R. - Bien sûr! Nous avons accompagné la visite du Saint-Père avec beaucoup de joie et de nombreuses prières. Nous avons senti sa présence près de nous, qui sommes au-delà de la frontière irakienne. La tendresse de Dieu nous parvient à travers le Pape qui prie toujours pour les Syriens. Aujourd'hui même, j'étais avec plus de deux cents familles, au moment de la distribution de nourriture et de vêtements, et avec elles nous avons parlé de l'attention de François à notre égard, de sa prière pour que cette année soit la dernière de la crise syrienne. J'ai invité tous les paroissiens à prier avec insistance pour qu'il en soit vraiment ainsi. Que 2021 soit vraiment l'année de la fin de cette douleur inimaginable. Nous nous joignons au Pape dans la prière. Sa rencontre avec le monde musulman chiite, la poignée de main avec les personnes qui vivent dans la mosaïque irakienne, l'encouragement à la foi des quelques chrétiens encore présents sur cette terre, tout cela nous donne de l’espérance. Marchons donc avec confiance sur le chemin de la fraternité, ici en Syrie.
Frère Ibrahim, les plus jeunes de vos paroissiens sont nés pendant la guerre. Comment s'adresser à ceux qui connaissent ce conflit depuis le début? Comment les soutenir également d'un point de vue spirituel et psychologique?

■ **VOTRE OBJECTIF**
Répondez aux questions suivantes à l'aide de l'extrait.
(a) Avec combien de familles la personne interrogée se trouvait-elle le jour même, lors de la distribution de nourriture et de vêtements ?
(b) Quelle année cette personne souhaite-t-elle voir devenir celle de la fin de « cette douleur inimaginable » ?
(c) D'après la question adressée à frère Ibrahim, à quel moment les plus jeunes de ses paroissiens sont-ils nés ?

■ **INFORMATIONS AFFICHÉES**
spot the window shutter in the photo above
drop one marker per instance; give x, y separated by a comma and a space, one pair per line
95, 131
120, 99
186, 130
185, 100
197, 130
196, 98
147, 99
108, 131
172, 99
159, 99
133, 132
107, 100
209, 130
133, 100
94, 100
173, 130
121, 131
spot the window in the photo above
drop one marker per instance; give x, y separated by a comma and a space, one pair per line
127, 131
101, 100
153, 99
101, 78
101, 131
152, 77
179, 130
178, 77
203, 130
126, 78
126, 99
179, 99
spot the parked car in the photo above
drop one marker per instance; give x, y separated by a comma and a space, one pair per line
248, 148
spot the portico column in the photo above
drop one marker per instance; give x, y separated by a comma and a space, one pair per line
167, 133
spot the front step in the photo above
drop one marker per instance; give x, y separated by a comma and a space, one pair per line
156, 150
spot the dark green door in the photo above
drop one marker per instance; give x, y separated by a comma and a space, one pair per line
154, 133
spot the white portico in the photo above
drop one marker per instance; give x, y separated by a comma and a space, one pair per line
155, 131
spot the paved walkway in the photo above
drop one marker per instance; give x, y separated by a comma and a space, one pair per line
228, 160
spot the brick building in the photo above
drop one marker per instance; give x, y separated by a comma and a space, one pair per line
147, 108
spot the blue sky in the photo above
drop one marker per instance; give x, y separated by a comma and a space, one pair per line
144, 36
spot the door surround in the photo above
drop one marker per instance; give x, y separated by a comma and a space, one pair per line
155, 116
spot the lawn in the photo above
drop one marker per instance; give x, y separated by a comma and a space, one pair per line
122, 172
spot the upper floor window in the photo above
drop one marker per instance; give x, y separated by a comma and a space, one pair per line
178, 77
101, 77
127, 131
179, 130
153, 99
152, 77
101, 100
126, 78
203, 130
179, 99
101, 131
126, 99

■ **RÉSULTAT ATTENDU**
(a) Avec plus de deux cents familles.
(b) L'année 2021.
(c) Pendant la guerre.